» **Atividades**
1. Na entrevista sobre a água, junto de quem a ABMG desenvolve ações de sensibilização e promove concursos?
2. Resuma de forma mais breve o parágrafo da entrevista sobre a água que começa por "O Governo português e não", mantendo os factos principais.

De que forma é que têm vindo a promover ações e iniciativas de sensibilização para a preservação e poupança deste recurso? Sente que ainda faltam estratégias devidamente qualificadas e sustentadas neste domínio?
A ABMG, conforme já aludido, desenvolve ações de sensibilização e promove concursos junto das escolas e dos alunos dos três concelhos. Continuo convicto (como sempre estive ao longo dos meus já 20 anos de atividade), que as crianças e os jovens são o nosso melhor e mais fiável veículo de comunicação e a forma mais séria e responsável de passarmos a nossa importante mensagem.
Não gostaria de me debruçar, especificamente, sobres as estratégias globais, ou locais, que não as da ABMG, embora me deixe triste assistir a alguma inércia.

Acredita que falta um maior diálogo entre o Governo luso e os players do setor da água em Portugal, como por exemplo ABMG, em prol da proteção da água? Como se podem ultrapassar esses obstáculos no sentido de promover uma maior ligação entre todos?
O Governo português e não, especificamente, este ministro, ou qualquer outro – até porque admiro este e já trabalhei com um outro – talvez sejam os menos culpados da sucessiva perda de importância e poder que a Água tem na hierarquia do ministério. É o que é, não há outra forma de o dizer. Para os menos atentos, é verificar que a água padecia de seca severa, na Secretaria de Estado do Ambiente e, agora, entre a Secretaria de Estado do Ambiente e a Secretaria de Estado da Energia e do Clima, padece de seca extrema.
Ultrapassar o que quer que seja – se é que é preciso ultrapassar alguma coisa, dado que o estado das “coisas” se parece vulgarizar a cada dia que passa e ninguém demonstra importar-se muito com isso – ultrapassa-se com diálogo. Infelizmente, as entidades gestoras, como a nossa, só se veem bem e verdadeiramente representadas, no seio da Associação Portuguesa de Distribuição e Drenagem de Águas, a qual, por sua vez, sem prejuízo do desprendido (que não desinteressado) esforço do seu Conselho Diretivo, parece tão transparente quanto a água, para a respetiva tutela.
Não auguro nada de muito bom, nos tempos mais próximos que se avizinham, não só, mas, também, pelo adiamento – que tem tanto de inexplicável, como de castrador – de um instrumento indispensável para o setor, mormente o PENSAARp 2030.

Da sua experiência e conhecimento do setor, tem sido uma voz ativa na promoção da preservação e poupança da água. Sente que os portugueses fazem «ouvidos moucos», quando falamos na necessidade urgente de poupança da água? É uma questão de mentalidade?

» **Material apresentado**
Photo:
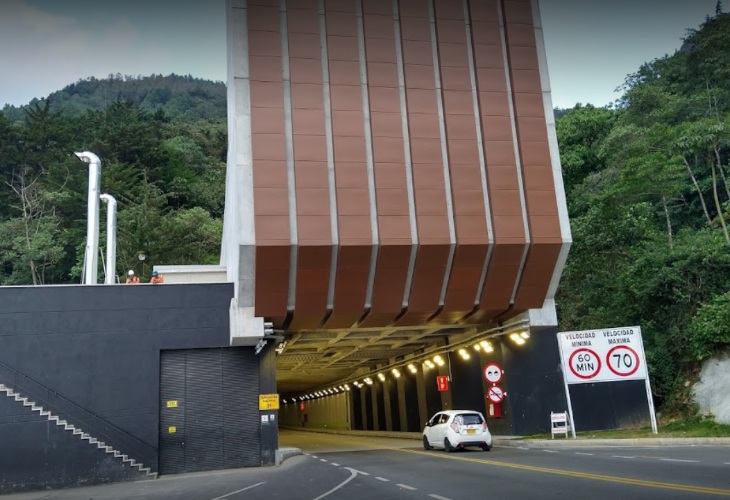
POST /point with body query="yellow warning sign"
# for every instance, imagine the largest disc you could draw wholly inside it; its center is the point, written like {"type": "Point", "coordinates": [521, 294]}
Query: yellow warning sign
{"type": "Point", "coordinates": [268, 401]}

==

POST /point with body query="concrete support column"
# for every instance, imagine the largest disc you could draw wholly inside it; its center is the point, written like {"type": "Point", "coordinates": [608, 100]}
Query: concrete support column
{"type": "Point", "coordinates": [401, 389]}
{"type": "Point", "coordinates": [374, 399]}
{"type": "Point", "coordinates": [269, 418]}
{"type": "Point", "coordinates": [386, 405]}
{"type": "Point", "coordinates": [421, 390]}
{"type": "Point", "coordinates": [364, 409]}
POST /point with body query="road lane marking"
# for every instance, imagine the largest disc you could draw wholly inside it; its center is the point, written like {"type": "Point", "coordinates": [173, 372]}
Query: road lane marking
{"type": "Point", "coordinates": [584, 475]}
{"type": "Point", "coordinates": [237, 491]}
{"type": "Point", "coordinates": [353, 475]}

* * *

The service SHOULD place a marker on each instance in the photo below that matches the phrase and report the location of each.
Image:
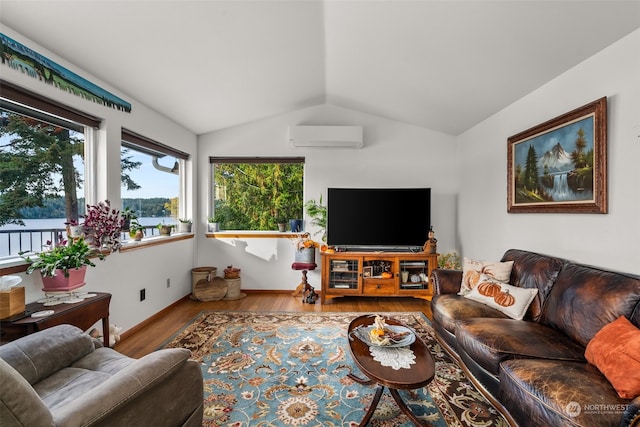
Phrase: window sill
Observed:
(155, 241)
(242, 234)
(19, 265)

» **Soluções por tarefa**
1. Junto das escolas e dos alunos dos três concelhos.

2. O Governo português, e não um ministro em particular, talvez seja o menos culpado pela perda sucessiva de importância e poder da Água na hierarquia do ministério. A água, que já padecia de seca severa na Secretaria de Estado do Ambiente, padece agora de seca extrema, dividida entre essa secretaria e a Secretaria de Estado da Energia e do Clima.